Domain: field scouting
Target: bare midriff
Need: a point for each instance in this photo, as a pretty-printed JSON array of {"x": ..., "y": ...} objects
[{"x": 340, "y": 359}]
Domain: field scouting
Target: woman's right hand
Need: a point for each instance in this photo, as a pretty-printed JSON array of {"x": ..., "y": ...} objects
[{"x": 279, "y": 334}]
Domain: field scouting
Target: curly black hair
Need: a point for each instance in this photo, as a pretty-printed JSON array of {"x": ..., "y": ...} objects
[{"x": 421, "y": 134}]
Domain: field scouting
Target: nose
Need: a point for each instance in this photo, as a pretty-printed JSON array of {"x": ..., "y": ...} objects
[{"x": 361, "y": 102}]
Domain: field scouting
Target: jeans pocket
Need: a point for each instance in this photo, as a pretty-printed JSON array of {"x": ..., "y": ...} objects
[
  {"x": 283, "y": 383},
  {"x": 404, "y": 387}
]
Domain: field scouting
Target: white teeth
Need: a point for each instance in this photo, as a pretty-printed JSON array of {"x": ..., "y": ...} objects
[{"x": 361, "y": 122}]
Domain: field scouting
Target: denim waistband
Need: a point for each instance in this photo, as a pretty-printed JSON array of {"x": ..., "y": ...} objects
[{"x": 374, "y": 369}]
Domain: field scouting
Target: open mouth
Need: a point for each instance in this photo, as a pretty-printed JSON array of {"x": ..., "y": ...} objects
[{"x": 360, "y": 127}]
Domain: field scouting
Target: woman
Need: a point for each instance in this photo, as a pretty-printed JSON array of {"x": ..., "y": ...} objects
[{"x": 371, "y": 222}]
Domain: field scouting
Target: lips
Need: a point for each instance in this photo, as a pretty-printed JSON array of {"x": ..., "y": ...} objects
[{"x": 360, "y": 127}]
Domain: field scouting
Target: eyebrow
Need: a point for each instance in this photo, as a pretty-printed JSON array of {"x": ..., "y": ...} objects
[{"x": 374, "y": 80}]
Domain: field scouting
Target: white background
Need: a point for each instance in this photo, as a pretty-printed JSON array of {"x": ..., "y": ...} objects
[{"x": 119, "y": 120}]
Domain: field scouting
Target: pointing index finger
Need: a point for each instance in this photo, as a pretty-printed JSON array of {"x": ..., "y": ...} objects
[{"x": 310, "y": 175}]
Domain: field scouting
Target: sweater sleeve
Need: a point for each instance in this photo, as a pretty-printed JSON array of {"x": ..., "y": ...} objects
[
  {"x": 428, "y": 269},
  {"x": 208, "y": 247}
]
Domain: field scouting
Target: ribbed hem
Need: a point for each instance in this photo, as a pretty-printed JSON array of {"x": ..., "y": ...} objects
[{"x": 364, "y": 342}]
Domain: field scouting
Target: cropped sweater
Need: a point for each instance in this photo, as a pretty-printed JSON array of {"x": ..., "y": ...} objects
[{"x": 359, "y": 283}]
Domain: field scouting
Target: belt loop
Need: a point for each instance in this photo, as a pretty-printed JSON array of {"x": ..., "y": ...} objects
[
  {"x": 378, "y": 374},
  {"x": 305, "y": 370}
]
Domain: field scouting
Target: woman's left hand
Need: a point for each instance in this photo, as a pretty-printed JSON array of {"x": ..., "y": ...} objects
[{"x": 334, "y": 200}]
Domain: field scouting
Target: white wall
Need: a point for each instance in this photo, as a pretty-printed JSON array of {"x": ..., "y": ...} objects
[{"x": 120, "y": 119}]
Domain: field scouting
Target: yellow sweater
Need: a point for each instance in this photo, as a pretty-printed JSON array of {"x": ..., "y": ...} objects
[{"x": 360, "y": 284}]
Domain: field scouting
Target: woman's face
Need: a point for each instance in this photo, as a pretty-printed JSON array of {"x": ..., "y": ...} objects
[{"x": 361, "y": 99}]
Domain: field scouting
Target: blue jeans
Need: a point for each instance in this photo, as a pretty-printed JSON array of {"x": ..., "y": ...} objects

=== EXERCISE DESCRIPTION ===
Copy all the records above precisely.

=== WRITTEN SOLUTION ===
Domain: field scouting
Target: bare midriff
Need: a point for each instance in this photo, as a pretty-printed JSON array of {"x": ..., "y": ...} objects
[{"x": 340, "y": 359}]
Domain: field scouting
Target: woman's right hand
Need: a point for each instance in this photo, as a pretty-printed JSON array of {"x": ..., "y": ...} objects
[{"x": 279, "y": 334}]
Domain: field scouting
Target: curly black hair
Need: a point for each instance in this photo, as a pretty-printed JSON array of {"x": ..., "y": ...} objects
[{"x": 421, "y": 134}]
Domain: field scouting
Target: nose
Need: a point for each instance in this photo, as a pretty-printed JSON array of {"x": ..., "y": ...} objects
[{"x": 361, "y": 102}]
Domain: field scouting
Target: jeans pocket
Need: a point for each instance in this photo, as a pretty-printed JSON array of {"x": ..., "y": ...} objects
[
  {"x": 283, "y": 383},
  {"x": 404, "y": 387}
]
Domain: field scouting
Target: white teeth
Need: a point for each instance in this photo, as a pretty-printed JSON array of {"x": ..., "y": ...} objects
[{"x": 361, "y": 122}]
Domain: field scouting
Target: denim waistband
Need: a point for each instance in this photo, as a pretty-printed JSON array of {"x": ..., "y": ...} objects
[{"x": 374, "y": 369}]
Domain: field scouting
Target: open mouth
Need: a point for each instance in this photo, as a pretty-printed JSON array of {"x": ..., "y": ...} objects
[{"x": 360, "y": 127}]
Domain: field scouting
Target: woman
Need: a point for each instance in this photo, as a pretty-printed JSON array of {"x": ..., "y": ...} objects
[{"x": 371, "y": 222}]
Domain: field scouting
Target: lips
Need: a point for each instance in this photo, as a pretty-printed JSON array of {"x": ..., "y": ...} objects
[{"x": 360, "y": 127}]
Domain: field scouting
Target: eyebrow
Need: a point for each instance in this photo, as a pretty-printed JSON array of {"x": ..., "y": ...} objects
[{"x": 374, "y": 80}]
Domain: field scouting
Target: white background
Need: a point for each instance in this photo, as a pretty-printed JSON array of {"x": ..., "y": ...} objects
[{"x": 119, "y": 120}]
Domain: field scouting
Target: pointing index finger
Need: a point for each instance in this photo, as a pretty-printed JSON array of {"x": ..., "y": ...} objects
[{"x": 310, "y": 175}]
Domain: field scouting
Target: sweater sleeve
Need: a point for each instance in this photo, as a pretty-printed JSON array of {"x": ..., "y": ...} objects
[
  {"x": 428, "y": 269},
  {"x": 208, "y": 247}
]
Domain: field scouting
Target: ribbed hem
Need: a point for each instance in this photo, as a pretty-printed JSON array of {"x": ..., "y": ...} objects
[{"x": 364, "y": 342}]
Domain: field scouting
Target: cropped sweater
Need: a point for each instance in this photo, as a pretty-printed JSON array of {"x": ..., "y": ...} objects
[{"x": 359, "y": 283}]
Domain: field scouting
Target: belt loop
Need: a point for each instance in this photo, as a pretty-printed JSON array of {"x": ..., "y": ...} objects
[
  {"x": 378, "y": 374},
  {"x": 305, "y": 370}
]
Domain: field scouting
Target: woman's left hand
Need: a point for each instance in this photo, as a pretty-printed JSON array of {"x": ..., "y": ...} objects
[{"x": 334, "y": 200}]
Domain: field scouting
Target: white wall
Need: a point for each instance in this photo, as a pretty-printed JSON array of {"x": ..., "y": ...} objects
[{"x": 120, "y": 119}]
Domain: field scouting
Target: yellow sweater
Need: a point for each instance in this photo, as a pretty-printed JSON array of {"x": ..., "y": ...} objects
[{"x": 360, "y": 284}]
Domain: field scouting
Target: woman's face
Need: a point for each instance in this photo, as a pretty-printed JSON array of {"x": ..., "y": ...} objects
[{"x": 361, "y": 99}]
Domain: field scouting
Target: blue jeans
Need: a point for each instance in this photo, as a pretty-printed JSON array of {"x": ..., "y": ...} objects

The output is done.